_What you will do_: Please retype the entries that follow exactly as they are, leaving the images behind.

_Items listed in a dataset_:

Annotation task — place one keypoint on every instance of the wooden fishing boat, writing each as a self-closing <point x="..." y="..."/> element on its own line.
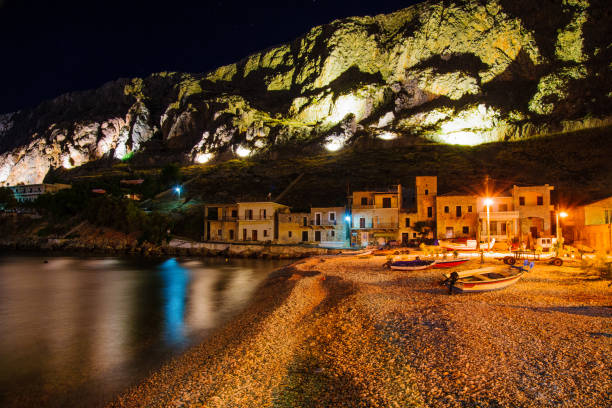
<point x="486" y="279"/>
<point x="450" y="263"/>
<point x="466" y="245"/>
<point x="416" y="265"/>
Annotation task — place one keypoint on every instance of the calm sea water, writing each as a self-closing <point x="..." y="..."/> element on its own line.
<point x="79" y="331"/>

_Expected answer_:
Annotation task — place one keypoint on every instance of the wooden fishing boat, writing each as a self-closing <point x="..." y="..."/> element on its own line.
<point x="486" y="279"/>
<point x="450" y="263"/>
<point x="466" y="245"/>
<point x="416" y="265"/>
Annotation task — place one keypoint on every instance of the calm sea water, writing each as a self-closing <point x="..." y="..."/> element on its own line.
<point x="79" y="331"/>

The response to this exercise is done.